Geselecteerd fragment
============

Ze pakken de dieren hoe het maar uitkomt, en gooien ze – letterlijk – rap achter elkaar in de kratten. De vrouw die er nog altijd achter staat, moet hard werken om het bij te houden en stapelt de ene na de andere krat. De Pools sprekende vrouw van Eyes on Animals ziet het ook, en loopt erheen. Ze zegt niks, maar de vangers matigen wel hun tempo.

Een wereld van verschil

Om half twee zijn ook de laatste kippen gevangen. De lichten gaan aan, het stof daalt neer op de kale rekken. Alle kippen zijn op weg naar de slacht in vier volle vrachtwagens, en wij lopen naar de kantine.

De Polen gaan buiten bij de deur staan kletsen – veel van hen roken. Alle Nederlanders, zowel vangers als mensen van Kipster en Eyes on Animals, staan binnen nog wat te keuvelen. De sfeer is gemoedelijk – samen hard gewerkt.

Een van de medewerkers van Kipster vraagt me wat ik ervan vond. Hard werken, dat vond ik. Ik snap maar al te goed hoe je na de duizendste kip onvoorzichtiger wordt. Maar ik ben ook wel een beetje geschrokken, zeg ik. 

De meeste kippen zien er prima uit, maar toch heeft misschien maar een kwart even mooi glanzende veren als de krielkipjes in mijn tuin. De slechtste tien procent, schat ik, ziet er ongezond uit, met versleten veren. Soms zie ik een kip met kale plekken, of een pikwond. Gedurende de avond vind ik één dode kip, en zie ik een andere met een grote wond. Waar ik bij sta draait de dierenarts van Kipster, die ook meehelpt met vangen, haar de nek om. Deze kip is uit haar lijden verlost.

Looije verzekert me dat dit een wereld van verschil is met gewone stallen. ‘Vergeleken daarmee zien deze kippen er goed uit. En de stress bij het vangen is tien keer minder.’ Wie gestresste kippen helemaal wil voorkomen, kan beter geen eieren kopen, vindt ze.

============

Aangeleverde lijst

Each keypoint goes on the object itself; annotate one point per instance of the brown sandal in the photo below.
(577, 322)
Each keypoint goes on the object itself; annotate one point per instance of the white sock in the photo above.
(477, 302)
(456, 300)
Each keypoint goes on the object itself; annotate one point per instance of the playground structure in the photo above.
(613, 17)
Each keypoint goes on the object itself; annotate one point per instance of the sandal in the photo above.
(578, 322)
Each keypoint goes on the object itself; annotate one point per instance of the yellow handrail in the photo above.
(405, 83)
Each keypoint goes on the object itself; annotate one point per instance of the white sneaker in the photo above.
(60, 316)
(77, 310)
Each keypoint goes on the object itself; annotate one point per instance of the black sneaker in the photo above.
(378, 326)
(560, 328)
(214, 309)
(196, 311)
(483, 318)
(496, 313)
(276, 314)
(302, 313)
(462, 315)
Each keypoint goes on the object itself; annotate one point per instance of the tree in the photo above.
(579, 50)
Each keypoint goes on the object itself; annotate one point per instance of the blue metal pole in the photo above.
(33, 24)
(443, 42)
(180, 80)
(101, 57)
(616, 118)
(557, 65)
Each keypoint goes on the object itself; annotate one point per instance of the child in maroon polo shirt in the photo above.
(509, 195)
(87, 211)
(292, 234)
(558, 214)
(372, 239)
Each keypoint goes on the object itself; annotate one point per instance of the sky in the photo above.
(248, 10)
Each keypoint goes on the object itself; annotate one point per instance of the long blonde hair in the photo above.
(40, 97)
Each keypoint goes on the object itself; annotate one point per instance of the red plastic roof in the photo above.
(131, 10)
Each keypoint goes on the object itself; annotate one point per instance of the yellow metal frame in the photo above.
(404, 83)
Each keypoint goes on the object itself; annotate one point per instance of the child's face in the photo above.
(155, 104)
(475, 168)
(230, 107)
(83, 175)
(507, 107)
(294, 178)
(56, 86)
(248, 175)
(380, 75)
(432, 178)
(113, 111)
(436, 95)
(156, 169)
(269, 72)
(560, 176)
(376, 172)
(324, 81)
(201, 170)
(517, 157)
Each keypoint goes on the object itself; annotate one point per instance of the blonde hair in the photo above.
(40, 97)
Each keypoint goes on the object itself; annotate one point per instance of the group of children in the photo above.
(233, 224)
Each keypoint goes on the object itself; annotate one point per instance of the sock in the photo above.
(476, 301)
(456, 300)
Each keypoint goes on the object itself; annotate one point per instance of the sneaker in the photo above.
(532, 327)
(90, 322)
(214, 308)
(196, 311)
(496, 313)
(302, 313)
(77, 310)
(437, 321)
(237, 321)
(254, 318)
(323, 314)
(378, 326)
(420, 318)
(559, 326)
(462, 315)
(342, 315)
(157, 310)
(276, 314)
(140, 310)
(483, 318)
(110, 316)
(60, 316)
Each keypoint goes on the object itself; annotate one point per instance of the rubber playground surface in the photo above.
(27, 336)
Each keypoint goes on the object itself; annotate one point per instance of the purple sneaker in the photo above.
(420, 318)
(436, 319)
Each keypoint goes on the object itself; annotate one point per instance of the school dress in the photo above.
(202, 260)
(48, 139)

============

Opdracht
Hoe laat zijn volgens het fragment over het vangen van kippen de laatste kippen gevangen?

Antwoord
Om half twee.